begin Rows

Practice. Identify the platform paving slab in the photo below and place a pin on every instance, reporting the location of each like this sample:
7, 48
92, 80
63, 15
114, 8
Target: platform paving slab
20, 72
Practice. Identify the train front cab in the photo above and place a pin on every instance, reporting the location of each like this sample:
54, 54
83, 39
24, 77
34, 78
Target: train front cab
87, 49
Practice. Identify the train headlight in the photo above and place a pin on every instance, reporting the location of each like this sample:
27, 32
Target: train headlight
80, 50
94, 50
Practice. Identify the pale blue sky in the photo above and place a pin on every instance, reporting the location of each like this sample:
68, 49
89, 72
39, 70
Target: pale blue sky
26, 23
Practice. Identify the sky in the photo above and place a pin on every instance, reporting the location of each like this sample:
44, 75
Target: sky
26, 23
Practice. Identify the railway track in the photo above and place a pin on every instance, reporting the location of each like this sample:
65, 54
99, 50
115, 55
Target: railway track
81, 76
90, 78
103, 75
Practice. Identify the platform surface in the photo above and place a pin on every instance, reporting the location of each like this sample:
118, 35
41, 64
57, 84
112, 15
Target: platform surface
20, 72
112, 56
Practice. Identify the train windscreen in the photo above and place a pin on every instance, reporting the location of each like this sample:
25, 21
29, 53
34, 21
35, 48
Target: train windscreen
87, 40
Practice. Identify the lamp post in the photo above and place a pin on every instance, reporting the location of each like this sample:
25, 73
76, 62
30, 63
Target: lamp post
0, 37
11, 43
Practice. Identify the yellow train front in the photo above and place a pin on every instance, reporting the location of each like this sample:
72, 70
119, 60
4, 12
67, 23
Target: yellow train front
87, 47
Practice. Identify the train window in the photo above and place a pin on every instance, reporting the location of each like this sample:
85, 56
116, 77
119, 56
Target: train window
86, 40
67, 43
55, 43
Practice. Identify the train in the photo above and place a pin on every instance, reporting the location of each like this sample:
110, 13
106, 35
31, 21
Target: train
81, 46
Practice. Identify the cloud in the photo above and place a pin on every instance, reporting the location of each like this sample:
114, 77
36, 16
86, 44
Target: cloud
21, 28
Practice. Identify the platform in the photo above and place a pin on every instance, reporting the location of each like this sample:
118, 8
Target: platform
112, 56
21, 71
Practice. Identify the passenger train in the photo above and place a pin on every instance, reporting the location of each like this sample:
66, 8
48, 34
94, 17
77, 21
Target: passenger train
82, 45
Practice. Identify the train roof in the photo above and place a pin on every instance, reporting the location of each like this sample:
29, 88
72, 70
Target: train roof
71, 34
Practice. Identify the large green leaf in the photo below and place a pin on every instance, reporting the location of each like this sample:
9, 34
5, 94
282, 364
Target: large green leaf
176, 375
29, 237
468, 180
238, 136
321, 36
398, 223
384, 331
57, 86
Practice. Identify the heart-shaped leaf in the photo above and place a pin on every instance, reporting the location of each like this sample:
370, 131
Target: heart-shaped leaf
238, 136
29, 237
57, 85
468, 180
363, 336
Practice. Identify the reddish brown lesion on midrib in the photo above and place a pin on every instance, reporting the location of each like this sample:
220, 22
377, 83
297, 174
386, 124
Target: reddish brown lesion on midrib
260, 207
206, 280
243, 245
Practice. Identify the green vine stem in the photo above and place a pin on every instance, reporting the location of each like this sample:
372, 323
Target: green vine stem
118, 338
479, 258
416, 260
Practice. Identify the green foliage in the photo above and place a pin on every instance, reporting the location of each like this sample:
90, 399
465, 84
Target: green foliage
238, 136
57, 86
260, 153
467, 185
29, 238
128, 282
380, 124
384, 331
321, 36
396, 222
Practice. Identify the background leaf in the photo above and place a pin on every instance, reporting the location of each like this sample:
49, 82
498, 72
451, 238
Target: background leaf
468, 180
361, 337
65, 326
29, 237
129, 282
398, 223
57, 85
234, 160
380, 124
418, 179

end Rows

Rewrite all of the rows above, swapping "place a pin" for "put a marker" wherever it occurs and leaving every other word unchanged.

## [Written answer]
Practice. Identify the platform paving slab in the photo below and put a marker on every instance, reporting the location of each like this sample:
7, 48
92, 80
63, 15
114, 8
Target: platform paving slab
20, 72
Practice. Identify the train front cab in the photo above and put a marker on every instance, reporting the location of each like this sample:
54, 54
83, 39
24, 77
34, 78
Target: train front cab
87, 49
Practice. Identify the train headlight in the photo above and put a marker on every instance, reporting the location of each like this sample:
27, 32
Target: train headlight
80, 50
94, 50
Practice. Identify the pale blue sky in the photo above and put a marker on every instance, reporting the location of each like this sample:
68, 49
89, 72
39, 70
Target: pale blue sky
26, 23
Practice. Identify the sky in the photo above and put a marker on every instance, reporting the location of each like this sample:
44, 75
Target: sky
26, 23
Practice. Identify the railway track in the photo above and put a marker on every instance, reporting the location of each like this sample:
65, 54
99, 50
115, 55
Target: railway track
81, 76
90, 78
103, 75
Practice. Identify the platform surface in the photo above and put a marker on every instance, reporting the location of each like this sample:
118, 35
41, 64
57, 84
112, 15
Target: platform surface
20, 72
112, 56
Practice. Identify the train windscreen in the photo above and put a marker on every instance, reporting the location of each like this sample:
25, 21
29, 53
34, 21
35, 48
Target: train windscreen
87, 40
Practice. Identify the lamp post in the photo above and put a marker on every instance, reporting the location of each like this sample:
25, 73
76, 62
30, 63
Target: lamp post
0, 37
11, 43
Practice. Identify the yellow train front in the photo above and put a marker on every instance, reporting the location of each like this sample:
72, 70
119, 60
4, 12
67, 23
Target: yellow train front
87, 47
Practice. Identify the train window in the photo above and put a marker on every instance, reporting the location of each like this sample:
85, 56
116, 77
119, 56
Target: train window
86, 40
67, 43
55, 43
Practice. Identify the train in the photo above and put a marker on every instance, reporting the location of each like this sample:
110, 13
106, 35
31, 21
Target: train
81, 46
Practice. Identify the cloud in the photo above and put a marker on every instance, reporting the location of each like this sample:
114, 77
36, 16
86, 44
Target: cloud
21, 28
Practice. Identify the platform in the photo above and put a marker on every instance, reporting the location of each like this sample:
118, 8
Target: platform
112, 56
21, 71
Practice. Identify the passenger train in the photo above and put a marker on every instance, reporting the location of each like this sample:
66, 8
48, 34
94, 17
77, 21
Target: passenger train
82, 45
Practice. Identify the train roof in the photo above and put a marker on every instance, reporting the location of each like this sample:
29, 88
72, 70
Target: train roof
71, 34
Practice. Identify the large green leaf in the photo below and put a marker on every instance, reporting the location of each like this sample:
9, 34
5, 94
282, 364
Target: large green leaf
176, 375
29, 237
468, 180
238, 136
321, 36
398, 223
384, 331
57, 86
Practice. Identify the heart-shaped leaf in the photo above and put a marker on every instance, reporting the location of each like this sample:
370, 131
Target: heart-shaped leaf
238, 136
29, 237
57, 85
468, 180
363, 336
Practice. Identify the reddish brown lesion on midrib in the photo above and put a marker on every instance, reporting the location of each like this sample:
220, 22
377, 83
297, 174
386, 124
Target: reddish brown lesion on midrib
260, 207
206, 280
243, 245
Practice. Identify the green vine stem in the photo above and put a marker on every instance, reporting the location of each like this sample:
372, 323
Target: green vine stem
118, 338
479, 258
416, 260
Practice. Identify the green foliage in the photo above and put a marker on every instance, reporting the location of each like this sample:
90, 399
465, 84
Target: green foliage
238, 136
57, 86
260, 153
467, 185
29, 238
128, 282
380, 124
384, 331
321, 36
396, 222
Practice. Identify the background leaf in the photo above and put a marker on every instance, reporting the location of each like this sample:
49, 82
498, 72
451, 238
Target: background leaf
468, 180
361, 337
65, 326
29, 237
129, 282
398, 223
57, 85
234, 160
380, 124
418, 179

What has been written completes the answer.